- Directions -
Take the records underneath and set them down exactly.
Segment Start: Records shown
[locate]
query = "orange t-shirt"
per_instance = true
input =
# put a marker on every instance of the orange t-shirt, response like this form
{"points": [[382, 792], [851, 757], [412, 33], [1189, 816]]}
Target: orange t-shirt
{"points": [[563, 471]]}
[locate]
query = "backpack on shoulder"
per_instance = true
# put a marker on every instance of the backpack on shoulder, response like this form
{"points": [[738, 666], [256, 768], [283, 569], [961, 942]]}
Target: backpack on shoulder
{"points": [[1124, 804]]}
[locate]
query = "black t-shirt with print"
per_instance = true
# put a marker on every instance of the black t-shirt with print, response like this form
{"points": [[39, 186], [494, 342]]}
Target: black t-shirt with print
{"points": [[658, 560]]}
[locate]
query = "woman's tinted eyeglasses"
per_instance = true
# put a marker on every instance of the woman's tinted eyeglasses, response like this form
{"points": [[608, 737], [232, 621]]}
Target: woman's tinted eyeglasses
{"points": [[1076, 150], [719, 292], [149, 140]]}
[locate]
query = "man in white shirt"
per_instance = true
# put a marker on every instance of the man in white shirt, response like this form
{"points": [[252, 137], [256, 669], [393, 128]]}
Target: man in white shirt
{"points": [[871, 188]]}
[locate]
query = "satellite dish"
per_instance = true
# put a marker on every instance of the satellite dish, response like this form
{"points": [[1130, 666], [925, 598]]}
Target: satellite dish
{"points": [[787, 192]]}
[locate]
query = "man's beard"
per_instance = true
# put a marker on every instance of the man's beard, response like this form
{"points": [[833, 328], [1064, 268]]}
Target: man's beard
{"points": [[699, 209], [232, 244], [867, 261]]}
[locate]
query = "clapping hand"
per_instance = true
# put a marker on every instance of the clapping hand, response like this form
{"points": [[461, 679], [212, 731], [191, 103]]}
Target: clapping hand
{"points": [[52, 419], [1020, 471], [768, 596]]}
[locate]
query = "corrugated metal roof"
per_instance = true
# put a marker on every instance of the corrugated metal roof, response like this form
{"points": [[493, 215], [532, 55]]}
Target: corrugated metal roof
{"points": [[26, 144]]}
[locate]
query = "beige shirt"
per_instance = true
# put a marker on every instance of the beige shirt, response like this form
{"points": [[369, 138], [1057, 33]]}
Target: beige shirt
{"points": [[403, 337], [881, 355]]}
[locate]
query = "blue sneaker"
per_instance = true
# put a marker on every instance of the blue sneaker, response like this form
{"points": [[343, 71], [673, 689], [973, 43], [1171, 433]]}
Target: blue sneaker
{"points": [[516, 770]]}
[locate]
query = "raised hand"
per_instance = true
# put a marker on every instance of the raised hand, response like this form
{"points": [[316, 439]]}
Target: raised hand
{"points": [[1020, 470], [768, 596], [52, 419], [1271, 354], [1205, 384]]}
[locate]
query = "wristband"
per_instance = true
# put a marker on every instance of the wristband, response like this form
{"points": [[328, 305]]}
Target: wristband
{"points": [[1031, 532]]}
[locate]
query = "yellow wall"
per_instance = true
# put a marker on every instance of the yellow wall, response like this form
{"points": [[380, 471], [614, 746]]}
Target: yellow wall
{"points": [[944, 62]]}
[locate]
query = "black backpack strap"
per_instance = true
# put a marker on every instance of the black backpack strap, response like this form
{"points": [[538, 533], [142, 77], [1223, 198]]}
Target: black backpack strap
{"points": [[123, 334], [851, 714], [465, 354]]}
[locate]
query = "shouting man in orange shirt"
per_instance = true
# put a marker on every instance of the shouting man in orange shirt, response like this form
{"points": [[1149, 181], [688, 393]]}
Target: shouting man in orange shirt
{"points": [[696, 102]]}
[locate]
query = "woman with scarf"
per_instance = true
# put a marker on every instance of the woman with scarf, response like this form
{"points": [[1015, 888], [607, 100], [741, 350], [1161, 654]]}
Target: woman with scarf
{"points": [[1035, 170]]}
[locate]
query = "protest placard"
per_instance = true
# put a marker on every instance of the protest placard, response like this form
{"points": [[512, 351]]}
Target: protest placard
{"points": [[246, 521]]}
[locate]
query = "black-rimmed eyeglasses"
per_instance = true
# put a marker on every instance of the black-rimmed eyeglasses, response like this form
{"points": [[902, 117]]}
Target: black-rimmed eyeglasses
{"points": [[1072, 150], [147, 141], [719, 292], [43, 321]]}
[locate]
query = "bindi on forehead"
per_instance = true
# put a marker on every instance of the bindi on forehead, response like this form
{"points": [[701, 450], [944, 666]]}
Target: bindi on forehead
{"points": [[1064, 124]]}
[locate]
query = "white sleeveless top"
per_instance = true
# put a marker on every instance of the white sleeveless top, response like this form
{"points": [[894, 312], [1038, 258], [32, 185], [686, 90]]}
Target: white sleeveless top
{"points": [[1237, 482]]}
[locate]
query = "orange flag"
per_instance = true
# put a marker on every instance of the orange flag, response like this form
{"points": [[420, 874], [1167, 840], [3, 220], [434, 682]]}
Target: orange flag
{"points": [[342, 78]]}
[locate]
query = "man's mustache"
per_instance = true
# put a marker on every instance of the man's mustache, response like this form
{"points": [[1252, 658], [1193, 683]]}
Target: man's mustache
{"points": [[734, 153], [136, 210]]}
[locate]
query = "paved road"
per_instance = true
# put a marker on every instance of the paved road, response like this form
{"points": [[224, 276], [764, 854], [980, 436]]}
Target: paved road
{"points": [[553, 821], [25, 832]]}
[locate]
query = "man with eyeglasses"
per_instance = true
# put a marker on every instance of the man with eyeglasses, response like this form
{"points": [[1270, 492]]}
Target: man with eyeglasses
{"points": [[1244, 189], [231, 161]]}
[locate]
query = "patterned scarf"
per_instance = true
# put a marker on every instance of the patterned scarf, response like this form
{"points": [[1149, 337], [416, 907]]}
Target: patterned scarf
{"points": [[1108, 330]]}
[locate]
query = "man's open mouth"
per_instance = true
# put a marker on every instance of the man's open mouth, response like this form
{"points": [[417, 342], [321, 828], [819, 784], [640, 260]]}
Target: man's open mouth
Segment End: Records shown
- Answer box -
[locate]
query = "orange t-shirt"
per_instance = true
input =
# put a marker on every instance of the orange t-shirt, response like this form
{"points": [[382, 792], [851, 757], [412, 33], [1189, 816]]}
Target: orange t-shirt
{"points": [[563, 471]]}
[locate]
query = "backpack on shoulder"
per_instance = true
# put a marker on every instance of the backpack on shoulder, response like this form
{"points": [[738, 666], [256, 768], [283, 569], [961, 942]]}
Target: backpack on shoulder
{"points": [[1124, 804]]}
[locate]
query = "black t-shirt with print"
per_instance = true
# put a marker on every instance of the black t-shirt with print, response like this form
{"points": [[39, 186], [494, 342]]}
Target: black t-shirt with print
{"points": [[658, 560]]}
[locate]
query = "woman's tinted eyeglasses"
per_instance = true
# put a marker on every instance of the woman's tinted eyeglasses, response like this form
{"points": [[608, 737], [232, 621]]}
Target: woman's tinted eyeglasses
{"points": [[1076, 150], [719, 292], [149, 140]]}
[locate]
query = "man in white shirt"
per_instance = true
# put a marker on every instance of the man in white shirt, response like this form
{"points": [[252, 137], [256, 669], [393, 128]]}
Target: man in white shirt
{"points": [[871, 188]]}
[locate]
query = "satellite dish"
per_instance = true
# put a marker on every instance of the satellite dish, response like this form
{"points": [[1130, 666], [925, 598]]}
Target: satellite dish
{"points": [[787, 192]]}
[locate]
query = "man's beard"
per_instance = true
# put a marker on every instance of the man's beard, response like this form
{"points": [[833, 328], [1064, 268]]}
Target: man's beard
{"points": [[699, 209], [232, 244], [867, 261]]}
[locate]
query = "clapping hand"
per_instance = true
# put a marker on every instance of the clapping hand, response like this form
{"points": [[461, 679], [212, 731], [191, 103]]}
Target: clapping hand
{"points": [[52, 419], [1020, 471], [768, 596]]}
[locate]
query = "corrugated metal roof"
per_instance = true
# put a marker on every instance of the corrugated metal roof, response like this form
{"points": [[493, 215], [532, 55]]}
Target: corrugated metal roof
{"points": [[26, 144]]}
[locate]
query = "beige shirt"
per_instance = true
# put a marker on every instance of the beige shirt, response like this form
{"points": [[369, 138], [1057, 33]]}
Target: beige shirt
{"points": [[403, 337], [881, 355]]}
[locate]
query = "blue sneaker"
per_instance = true
# put a marker on every instance of the blue sneaker, response like this form
{"points": [[343, 71], [673, 689], [973, 43], [1171, 433]]}
Target: blue sneaker
{"points": [[516, 770]]}
[locate]
query = "raised hand"
per_instance = true
# put a marker on every instance of the raised hand, response like this form
{"points": [[316, 439]]}
Target: raised hand
{"points": [[1020, 470], [768, 596], [52, 419], [1271, 354], [1205, 384]]}
[locate]
query = "wristband"
per_instance = true
# put a marker on every instance of the wristband, response like this form
{"points": [[328, 305]]}
Target: wristband
{"points": [[1031, 532]]}
[locate]
query = "yellow wall"
per_instance = true
# put a marker on every instance of the yellow wall, response like this form
{"points": [[380, 471], [614, 746]]}
Target: yellow wall
{"points": [[944, 62]]}
[locate]
query = "black backpack strap"
per_instance = true
# put a marker on every instance of the black backpack strap, response like this form
{"points": [[538, 533], [142, 77], [1223, 198]]}
Target: black backpack strap
{"points": [[123, 334], [851, 714], [465, 354]]}
[locate]
query = "shouting man in orange shirt"
per_instance = true
# put a marker on every instance of the shouting man in orange shirt, response like this form
{"points": [[1149, 181], [688, 393]]}
Target: shouting man in orange shirt
{"points": [[696, 102]]}
[locate]
query = "woman with scarf"
per_instance = true
# put a marker on every instance of the woman with scarf, response like this form
{"points": [[1015, 888], [607, 100], [741, 350], [1161, 654]]}
Target: woman with scarf
{"points": [[1035, 170]]}
[locate]
query = "protest placard"
per_instance = true
# put a marker on every instance of the protest placard, response like this form
{"points": [[512, 351]]}
Target: protest placard
{"points": [[246, 521]]}
[locate]
query = "black-rimmed eyeglasses"
per_instance = true
# put a marker on every instance of the black-rimmed eyeglasses, response like this form
{"points": [[902, 117]]}
Target: black-rimmed eyeglasses
{"points": [[1072, 150], [147, 141], [719, 292], [43, 321]]}
[locate]
query = "bindi on forehead"
per_instance = true
# put a marker on every instance of the bindi on forehead, response like this form
{"points": [[701, 450], [944, 666]]}
Target: bindi on forehead
{"points": [[1064, 124]]}
[locate]
query = "white sleeveless top"
per_instance = true
# put a marker on every instance of the white sleeveless top, response like this form
{"points": [[894, 312], [1038, 258], [32, 185], [686, 90]]}
Target: white sleeveless top
{"points": [[1237, 482]]}
[locate]
query = "orange flag"
per_instance = true
# put a marker on every instance of the orange flag, response like this form
{"points": [[420, 874], [1167, 840], [3, 220], [434, 682]]}
Target: orange flag
{"points": [[342, 78]]}
[locate]
query = "man's mustache"
per_instance = true
# put a marker on every instance of the man's mustache, response like this form
{"points": [[1252, 658], [1193, 683]]}
Target: man's mustache
{"points": [[734, 153], [136, 210]]}
[locate]
query = "paved road"
per_instance = true
# put a marker on every instance of the paved road, response like this form
{"points": [[224, 276], [764, 854], [980, 436]]}
Target: paved road
{"points": [[553, 821], [25, 832]]}
[locate]
query = "man with eyeglasses"
per_instance = true
# put a marker on every instance of the man with eyeglasses, response like this form
{"points": [[1270, 492]]}
Target: man with eyeglasses
{"points": [[1244, 189], [231, 161]]}
[locate]
query = "patterned scarf"
per_instance = true
# put a marker on every instance of the patterned scarf, response like this form
{"points": [[1149, 337], [416, 907]]}
Target: patterned scarf
{"points": [[1108, 330]]}
[locate]
query = "man's open mouth"
per_instance = true
# put a marker on every instance of the man's open mouth, response like this form
{"points": [[417, 342], [321, 828], [819, 784], [640, 260]]}
Target: man's open mouth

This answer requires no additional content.